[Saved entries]
_ _ _ _ _
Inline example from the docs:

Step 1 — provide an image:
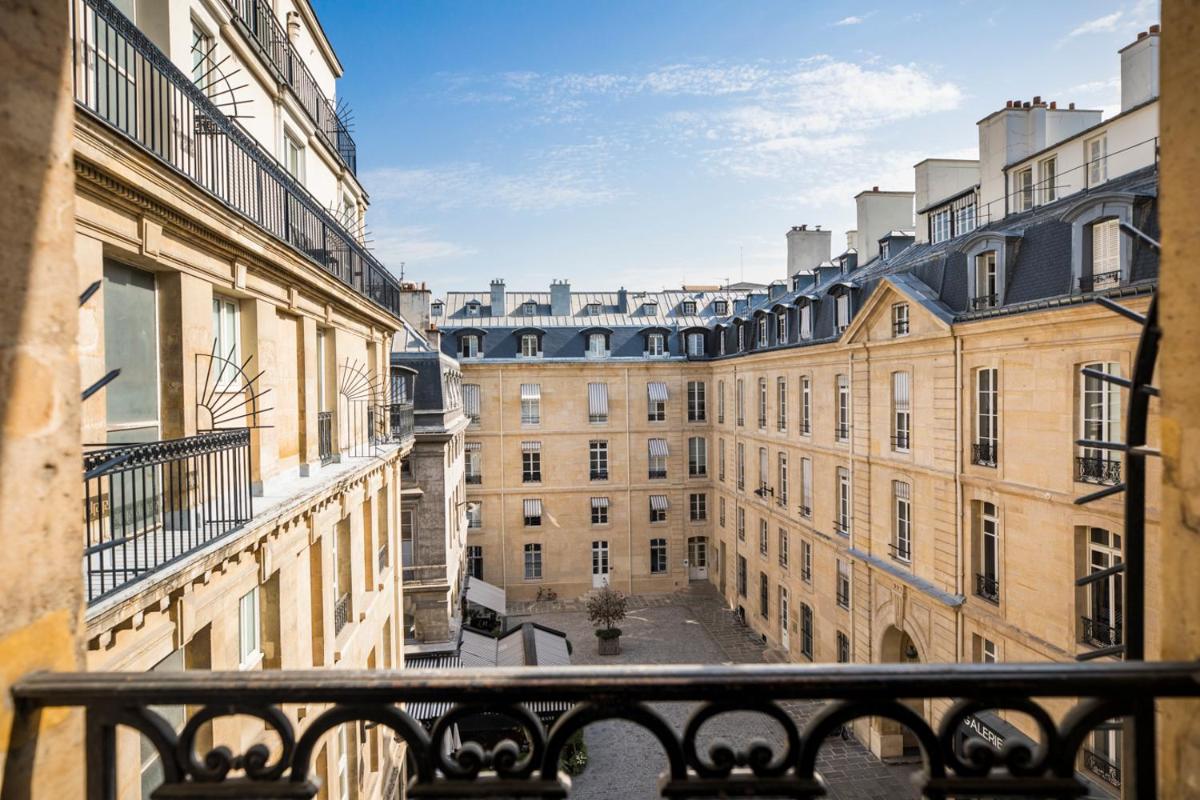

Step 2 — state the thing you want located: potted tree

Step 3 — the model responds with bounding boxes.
[588,587,625,656]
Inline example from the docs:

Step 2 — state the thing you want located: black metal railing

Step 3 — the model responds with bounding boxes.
[71,0,400,315]
[12,662,1200,800]
[976,572,1000,604]
[1075,456,1121,486]
[334,593,350,636]
[1079,616,1121,648]
[317,411,334,467]
[971,441,997,467]
[1079,270,1121,291]
[226,0,358,173]
[971,294,1000,311]
[83,428,253,603]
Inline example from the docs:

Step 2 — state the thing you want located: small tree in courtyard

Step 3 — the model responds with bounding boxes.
[588,587,626,655]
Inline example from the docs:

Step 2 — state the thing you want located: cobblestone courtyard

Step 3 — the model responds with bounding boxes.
[509,584,917,800]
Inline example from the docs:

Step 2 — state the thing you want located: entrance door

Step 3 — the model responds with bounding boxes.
[592,540,608,589]
[779,585,790,650]
[688,536,708,581]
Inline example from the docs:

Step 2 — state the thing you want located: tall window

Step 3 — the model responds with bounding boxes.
[971,249,1000,308]
[646,381,667,422]
[592,498,608,525]
[892,481,912,561]
[1075,361,1121,483]
[1082,528,1124,648]
[758,378,767,428]
[775,375,787,431]
[775,450,788,506]
[974,501,1000,603]
[800,603,814,661]
[800,375,812,437]
[588,439,608,481]
[688,380,707,422]
[838,559,850,608]
[524,545,541,581]
[521,441,541,483]
[688,437,708,477]
[971,367,1000,467]
[892,372,912,451]
[800,458,812,517]
[834,375,850,441]
[834,467,850,536]
[650,539,667,575]
[733,441,746,492]
[521,384,541,425]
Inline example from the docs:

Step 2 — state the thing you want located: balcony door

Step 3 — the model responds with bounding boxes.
[592,539,608,589]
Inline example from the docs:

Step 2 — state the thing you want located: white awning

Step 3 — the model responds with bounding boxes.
[467,578,508,614]
[588,384,608,416]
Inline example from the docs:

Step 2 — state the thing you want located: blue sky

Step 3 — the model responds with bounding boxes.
[313,0,1158,294]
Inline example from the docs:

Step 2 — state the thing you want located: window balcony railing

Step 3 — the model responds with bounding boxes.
[971,441,997,467]
[12,662,1200,800]
[70,0,400,315]
[1075,456,1121,486]
[1079,270,1121,291]
[1079,616,1121,648]
[976,573,1000,604]
[226,0,358,173]
[83,428,253,603]
[334,593,350,636]
[317,411,334,467]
_ _ _ _ _
Exercise objective ->
Rewrite the material above with every "bounding boxes" renamed to "box coordinates" and nothing else changed. Leave the pictures out of your answer.

Solution to this exercise ->
Inline example from the docs:

Step 1 — provide an image:

Step 2 — state the thing you want located: potted tree

Step 3 — the model responds with box coordinates.
[588,587,625,656]
Inline example from the docs:

Step 2 — state the thing you want located: black metal railing

Step 3 — the model responds with box coordinates.
[71,0,400,315]
[12,662,1200,800]
[976,572,1000,604]
[1075,456,1121,486]
[334,593,350,636]
[1079,616,1121,648]
[317,411,334,467]
[971,441,997,467]
[1079,270,1121,291]
[226,0,358,173]
[971,294,1000,311]
[83,428,253,603]
Inline example from the docs:

Step 2 — state the thing you want located: small tree in courtyard

Step 3 — the model responds with box coordinates.
[588,587,626,655]
Inline example from the docs:

Step 2 — state the thing you want located: cobblestone courtyard

Step 3 — the model responds with box coordinates.
[509,584,917,800]
Inline example from the docs:

Step 2 — state the thing you want located: entrance door

Step 3 — the model responds with box coordinates.
[592,540,608,589]
[779,585,790,650]
[688,536,708,581]
Inline example from the docs:

Step 2 — state the thing you want located: tall window

Step 3 — the model responds with box coordinates.
[971,249,1000,308]
[646,381,667,422]
[592,498,608,525]
[892,481,912,561]
[1075,361,1121,483]
[1082,528,1124,648]
[758,378,767,428]
[775,375,787,431]
[775,450,788,506]
[974,501,1000,603]
[800,603,814,661]
[800,375,812,437]
[588,439,608,481]
[688,380,707,422]
[838,559,850,608]
[524,545,541,581]
[521,441,541,483]
[688,437,708,477]
[971,367,1000,467]
[892,372,912,451]
[800,458,812,517]
[834,375,850,441]
[834,467,850,536]
[650,539,667,575]
[733,441,746,492]
[521,384,541,425]
Inline example from the docs:

Step 2 — state the thing you want located: balcony door

Step 3 — the model responds with box coordinates.
[592,539,608,589]
Inline example from the docs:

Step 2 — state the thing you want located: white awning

Step 3 — the model responds with box coordinates.
[467,578,508,614]
[588,384,608,416]
Inline example from the docs:

Step 2 — state the thing you want located: blue sky

Step 3 — the model responds with box coordinates.
[313,0,1158,294]
Inline example from the docs:

Step 2 — state the thing you want located: window balcony railing

Step 3 — the model responds with box coordinates.
[971,441,997,467]
[12,662,1200,800]
[70,0,400,315]
[1075,456,1121,486]
[1079,270,1121,291]
[1079,616,1121,648]
[976,573,1000,604]
[226,0,358,173]
[83,428,253,603]
[334,593,350,636]
[317,411,334,467]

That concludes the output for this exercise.